### Text passage

Healthy Teeth and Gums are Essential
Dental health is as important in animals as it is in people. Proper oral hygiene for animals is an essential part of the overall health of the animal. Dogs and cats get tooth and gum disease similar to that in people. They tend to accumulate greater quantities of calculus or tartar than do most humans and this leads to gum disease or gingivitis. This tartar contains large amounts of bacteria which, when combined with inflamed gums, creates a special hazard for the other organs in the body. Dental infections can spread to other organs in the body through the bloodstream.
Why does my pet need to have his/her teeth cleaned by my veterinarian? Once you or your veterinarian notices plaque or tartar accumulation, it is time for a professional cleaning. Do not wait. Attached to the tartar are bacteria irritating gum tissues, causing gingivitis (“grade 1 dental disease”). When treated, the inflammation will resolve. When gingivitis is left untreated, it will progress to periodontitis, which is non-curable, and will require much more intensive and long term therapy.
How often does my pet need a professional cleaning by my veterinarian? It depends on the degree of plaque and tartar accumulation. Monthly, you need to examine your pet's teeth. Look for an accumulation of yellow or brown material at the area where the tooth meets the gum line especially over the cheek teeth and canines. The intervals between teeth cleaning procedures will depend on how often you can brush your pet's teeth. Once or twice daily brushing is optimum. If you cannot brush the teeth, then your pet will probably need at least one, and possibly more, teeth cleaning visits yearly.

### Data excerpts
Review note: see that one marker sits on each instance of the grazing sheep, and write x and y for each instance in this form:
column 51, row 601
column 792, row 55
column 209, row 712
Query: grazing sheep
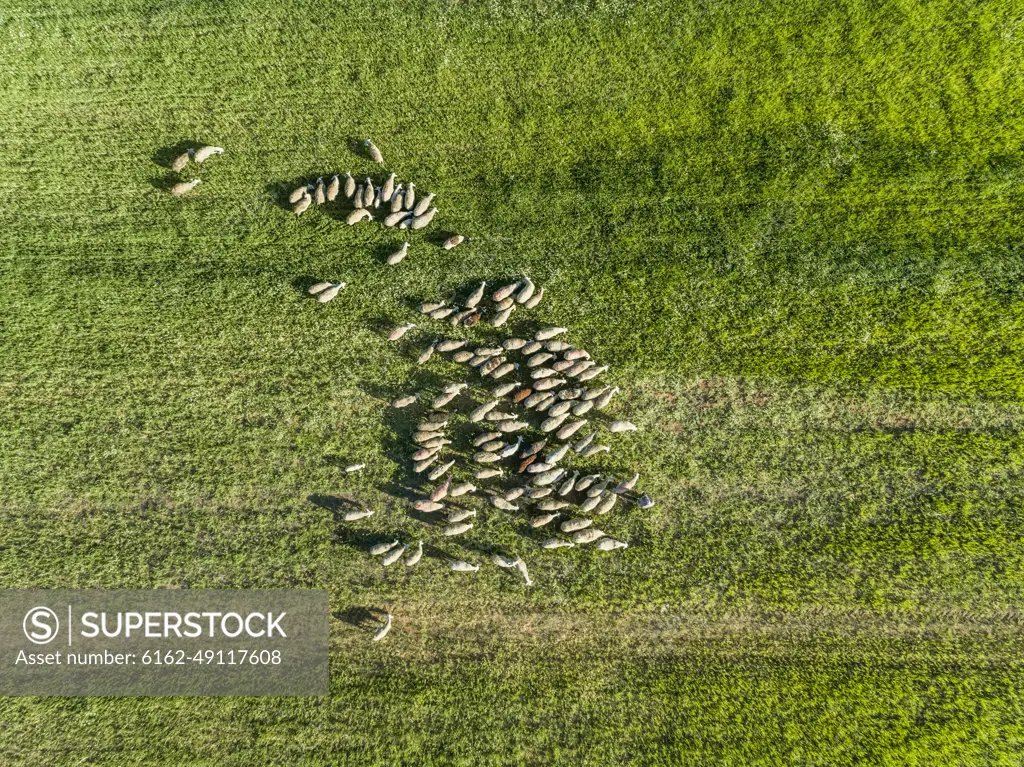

### Requirement
Answer these from the text on pet dental health:
(a) Through what can dental infections spread to other organs?
(b) What does gingivitis progress to when it is left untreated?
(c) How often should a pet owner examine the pet's teeth?

### Response to this exercise
(a) The bloodstream
(b) Periodontitis
(c) Monthly